▸ WORK TO BE COMPLETED: Reproduce each of the following lines verbatim, with no alterations.

▸ TASK DATA:

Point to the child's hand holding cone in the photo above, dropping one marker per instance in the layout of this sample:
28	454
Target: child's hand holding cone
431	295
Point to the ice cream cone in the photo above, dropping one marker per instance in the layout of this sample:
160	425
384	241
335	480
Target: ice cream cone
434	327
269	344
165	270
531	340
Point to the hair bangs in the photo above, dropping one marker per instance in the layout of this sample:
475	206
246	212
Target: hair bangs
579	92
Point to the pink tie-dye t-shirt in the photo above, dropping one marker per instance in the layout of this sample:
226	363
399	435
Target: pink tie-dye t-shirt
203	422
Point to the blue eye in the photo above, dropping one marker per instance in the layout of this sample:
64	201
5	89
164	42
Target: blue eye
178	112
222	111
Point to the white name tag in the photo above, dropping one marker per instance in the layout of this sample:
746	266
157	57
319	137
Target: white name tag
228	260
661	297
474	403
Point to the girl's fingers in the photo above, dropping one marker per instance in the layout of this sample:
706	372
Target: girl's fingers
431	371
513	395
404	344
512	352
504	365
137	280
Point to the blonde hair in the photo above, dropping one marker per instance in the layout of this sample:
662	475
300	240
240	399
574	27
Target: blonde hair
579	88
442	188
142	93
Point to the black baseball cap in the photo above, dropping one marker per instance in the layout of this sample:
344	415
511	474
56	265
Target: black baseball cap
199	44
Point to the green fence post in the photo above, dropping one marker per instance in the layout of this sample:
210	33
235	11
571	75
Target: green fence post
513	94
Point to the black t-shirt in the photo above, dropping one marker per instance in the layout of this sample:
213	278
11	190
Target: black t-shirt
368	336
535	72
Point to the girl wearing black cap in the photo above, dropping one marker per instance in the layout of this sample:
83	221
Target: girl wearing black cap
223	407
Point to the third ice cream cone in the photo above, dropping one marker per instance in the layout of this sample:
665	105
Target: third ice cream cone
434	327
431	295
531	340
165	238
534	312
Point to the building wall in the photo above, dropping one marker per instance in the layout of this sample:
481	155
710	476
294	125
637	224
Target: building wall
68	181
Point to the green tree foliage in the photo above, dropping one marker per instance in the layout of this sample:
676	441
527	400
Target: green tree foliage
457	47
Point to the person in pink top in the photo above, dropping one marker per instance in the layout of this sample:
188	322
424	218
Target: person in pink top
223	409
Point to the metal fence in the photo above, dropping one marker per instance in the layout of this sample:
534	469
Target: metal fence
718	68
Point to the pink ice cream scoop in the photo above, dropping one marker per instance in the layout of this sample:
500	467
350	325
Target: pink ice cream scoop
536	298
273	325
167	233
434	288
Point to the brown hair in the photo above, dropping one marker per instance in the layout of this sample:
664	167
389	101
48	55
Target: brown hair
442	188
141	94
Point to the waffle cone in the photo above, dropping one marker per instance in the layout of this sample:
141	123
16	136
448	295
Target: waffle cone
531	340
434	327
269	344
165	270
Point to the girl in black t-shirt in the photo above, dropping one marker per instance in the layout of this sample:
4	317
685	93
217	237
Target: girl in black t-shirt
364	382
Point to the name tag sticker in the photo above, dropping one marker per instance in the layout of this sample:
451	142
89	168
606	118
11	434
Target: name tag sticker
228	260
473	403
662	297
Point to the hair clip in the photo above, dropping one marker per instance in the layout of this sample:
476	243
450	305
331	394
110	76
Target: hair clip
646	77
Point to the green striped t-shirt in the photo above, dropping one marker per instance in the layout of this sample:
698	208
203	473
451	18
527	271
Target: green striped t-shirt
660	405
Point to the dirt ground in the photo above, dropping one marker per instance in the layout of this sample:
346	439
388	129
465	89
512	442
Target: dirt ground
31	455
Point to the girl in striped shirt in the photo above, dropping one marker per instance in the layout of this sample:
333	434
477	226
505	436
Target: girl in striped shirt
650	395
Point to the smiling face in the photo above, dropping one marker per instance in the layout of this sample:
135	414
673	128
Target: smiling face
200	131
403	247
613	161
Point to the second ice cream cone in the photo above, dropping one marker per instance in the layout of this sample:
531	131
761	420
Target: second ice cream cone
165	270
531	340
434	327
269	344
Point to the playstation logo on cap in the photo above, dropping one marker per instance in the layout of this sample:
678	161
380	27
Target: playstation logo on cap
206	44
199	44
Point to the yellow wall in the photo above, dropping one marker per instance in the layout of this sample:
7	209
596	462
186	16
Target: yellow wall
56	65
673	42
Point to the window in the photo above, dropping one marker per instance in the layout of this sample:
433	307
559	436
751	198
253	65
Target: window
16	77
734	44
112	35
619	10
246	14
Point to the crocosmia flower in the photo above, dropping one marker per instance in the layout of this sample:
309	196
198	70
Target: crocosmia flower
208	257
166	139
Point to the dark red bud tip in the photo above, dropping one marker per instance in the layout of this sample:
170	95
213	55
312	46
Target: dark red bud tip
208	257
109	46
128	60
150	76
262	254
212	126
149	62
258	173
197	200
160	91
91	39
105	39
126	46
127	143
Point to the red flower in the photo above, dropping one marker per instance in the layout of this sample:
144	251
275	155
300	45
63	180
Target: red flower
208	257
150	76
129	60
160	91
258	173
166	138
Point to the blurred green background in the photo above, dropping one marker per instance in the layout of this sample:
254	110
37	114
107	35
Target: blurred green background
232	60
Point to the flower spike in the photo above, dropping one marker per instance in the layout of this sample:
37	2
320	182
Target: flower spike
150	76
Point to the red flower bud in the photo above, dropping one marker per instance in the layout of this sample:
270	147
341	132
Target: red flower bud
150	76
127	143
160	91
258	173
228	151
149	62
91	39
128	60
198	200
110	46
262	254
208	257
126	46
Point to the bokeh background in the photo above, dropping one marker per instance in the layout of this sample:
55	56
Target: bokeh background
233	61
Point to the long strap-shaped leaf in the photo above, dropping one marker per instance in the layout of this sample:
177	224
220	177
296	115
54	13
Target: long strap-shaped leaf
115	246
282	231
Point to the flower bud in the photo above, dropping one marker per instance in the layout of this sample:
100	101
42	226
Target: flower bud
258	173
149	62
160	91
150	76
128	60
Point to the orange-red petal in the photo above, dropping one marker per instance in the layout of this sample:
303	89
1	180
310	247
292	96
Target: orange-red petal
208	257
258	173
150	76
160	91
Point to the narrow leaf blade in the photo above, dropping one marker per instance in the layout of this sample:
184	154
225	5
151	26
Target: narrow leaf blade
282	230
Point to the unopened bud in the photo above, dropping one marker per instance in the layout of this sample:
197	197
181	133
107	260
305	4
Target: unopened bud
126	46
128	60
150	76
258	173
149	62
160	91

▸ OUTPUT FOR THIS EXERCISE:
Point to the child's hand holding cone in the photo above, dropping one marker per instance in the layout of this sample:
28	454
Target: child's hand holding cone
431	295
Point to the ice cream cone in the photo above, dropping one marker per instance in the layout of this sample:
160	425
384	241
335	480
Target: ice cream cone
434	327
269	344
165	270
531	340
Point to the hair bangs in the photo above, dropping one marker per instance in the layout of this sample:
475	206
246	212
Target: hair bangs
579	92
Point to the pink tie-dye t-shirt in the photo above, dropping one marker per instance in the layout of this sample:
226	363
399	435
Target: pink tie-dye t-shirt
203	422
Point to the blue eye in the photo above, dropping one marker per instance in the layout of this sample:
64	201
5	89
164	42
Target: blue eye
178	112
222	111
Point to the white name tag in the photo above, dropping one marker per instance in the layout of this sample:
746	266
157	57
319	137
Target: white name tag
228	260
661	297
474	403
Point to the girl's fingers in the photo above, dropping one marker per instance in the layout of this sample:
706	372
Target: girl's fingers
431	371
513	395
404	344
512	352
504	365
137	280
Point to the blonde hair in the photo above, dropping one marker per instance in the layout of this sample:
662	475
300	240
240	399
574	27
Target: blonde hair
579	88
442	188
142	93
Point to the black baseball cap in the photo above, dropping one marker per instance in the layout of this sample:
344	415
511	474
56	265
Target: black baseball cap
199	44
Point to the green fence post in the photo above, dropping one marker per instance in the layout of this sample:
210	33
235	11
571	75
Target: green fence post
513	94
Point to the black t-shirt in the photo above, dropping one marker per instance in the layout of this sample:
213	278
11	190
Target: black t-shirt
368	336
535	72
Point to the girl wearing black cap in the photo above, dropping one marker per instance in the layout of this sample:
83	221
Target: girl wearing black cap
223	407
Point to the third ice cream cone in the photo above, dropping one marker per instance in the layout of this sample:
665	105
Target: third ice cream cone
434	327
431	295
531	340
165	238
534	312
Point to the building wall in the photo above, dropping one marker per instance in the layout of this sample:
481	155
710	476
294	125
637	224
Target: building wall
68	181
Point to the green tree foliage in the photo above, dropping one marker per instance in the layout of this sample:
676	441
527	400
Target: green tree foliage
457	47
Point to the person in pink top in the photo above, dropping one marker per instance in the layout of this sample:
188	322
424	218
Target: person in pink top
223	409
Point to the metal fence in the photo above, dropping one marker per instance in the layout of this sample:
534	469
Target: metal fence
718	68
Point to the pink ice cream scoop in the photo above, dropping one marker per instance in the layout of this sample:
500	467
350	325
Target: pink ice cream scoop
536	298
273	325
167	233
434	288
Point to the brown hair in the photo above, dropping one marker per instance in the layout of this sample:
664	167
389	101
48	55
Target: brown hair
442	188
141	94
Point to the waffle cone in the photo above, dropping one marker per instance in the layout of this sample:
141	123
16	136
448	295
Target: waffle cone
531	340
434	327
269	344
165	270
Point to the girl in black t-shirt in the photo above, dropping one marker per instance in the layout of this sample:
4	317
685	93
217	237
Target: girl in black t-shirt
364	382
Point to the name tag sticker in the photo above, dropping one marker per instance in the layout of this sample:
451	142
89	168
606	118
11	434
Target: name tag sticker
228	260
473	403
662	297
Point to the hair clip in the photo above, dropping one marker per instance in the layout of this sample:
476	243
450	305
331	394
110	76
Target: hair clip
646	77
Point to the green striped t-shirt in the photo above, dropping one marker per instance in the layout of this sample:
698	208
203	473
451	18
527	271
Target: green striped t-shirt
660	405
Point to the dirt ground in the photo above, dropping one marker per instance in the layout of this sample:
346	439
388	129
465	89
512	442
Target: dirt ground
31	455
Point to the girl in striped shirt in the photo above, dropping one marker per instance in the layout of this sample:
333	434
477	226
505	436
Target: girl in striped shirt
650	395
Point to the smiling face in the photo above, dropping one marker per instance in the layout of this sample:
135	414
673	128
Target: smiling face
200	131
403	247
613	161
Point to the second ice cream cone in the photo above, dropping one marker per instance in the layout of this sample:
531	131
761	420
Target: second ice cream cone
165	270
531	340
434	327
269	344
Point to the playstation logo on cap in the photo above, dropping one marker per instance in the layout of this sample:
678	161
380	27
Target: playstation logo on cap
206	44
199	44
Point to the yellow wall in the photo above, dropping one marker per instance in the layout of this sample:
7	209
596	462
186	16
Target: yellow wall
56	65
673	42
Point to the window in the photo above, dropping one marker per instance in the layout of this sample:
433	307
559	436
751	198
253	65
Target: window
16	77
734	44
112	35
619	10
246	14
Point to the crocosmia flower in the photo above, dropping one marker per instance in the layout of this sample:
309	196
198	70
Target: crocosmia flower
208	257
166	139
Point to the dark red bud tip in the photo above, dropping one marker per instance in the layout of this sample:
170	95
213	55
312	46
Target: dark red bud tip
208	257
109	46
128	60
150	76
262	254
212	126
149	62
258	173
197	200
160	91
91	39
105	39
126	46
127	143
Point to the red flower in the photo above, dropping one marker per instance in the layout of this sample:
144	251
275	155
300	45
63	180
Target: red flower
208	257
150	76
129	60
160	91
258	173
166	138
Point to the blurred green background in the photo above, dropping one marker per instance in the layout of this sample:
254	110
37	114
107	35
Target: blurred green background
232	60
Point to the flower spike in the photo above, dropping one marker per instance in the layout of this sample:
37	2
320	182
Target: flower spike
150	76
Point to the red flower bud in the photo above, dropping one marker per instance in the layout of this sample:
270	147
341	132
Target: red flower bud
150	76
127	143
160	91
258	173
228	151
149	62
91	39
128	60
198	200
110	46
262	254
208	257
126	46
Point to the bokeh background in the photo above, dropping one marker per instance in the layout of this sample:
55	56
Target: bokeh background
233	61
Point to the long strap-shaped leaf in the photo above, dropping one marker per instance in the layout of this sample:
177	224
220	177
296	115
54	13
Target: long strap-shaped leaf
115	246
282	231
Point to the flower bud in the photo above, dropping one marker per instance in the layout of this sample:
100	101
42	226
Target: flower bud
258	173
149	62
160	91
150	76
128	60
Point to the orange-red petal in the photo above, dropping one marker per instance in the layout of this sample:
303	89
1	180
310	247
292	96
Target: orange-red petal
208	257
258	173
150	76
160	91
Point to the narrow leaf blade in the photo above, dropping one marker per instance in the layout of this sample:
184	154
225	5
151	26
Target: narrow leaf blade
282	230
Point to the unopened bud in the photo above, dropping one marker per instance in the layout of this sample:
197	197
181	133
107	260
305	4
Target: unopened bud
126	46
128	60
150	76
258	173
149	62
160	91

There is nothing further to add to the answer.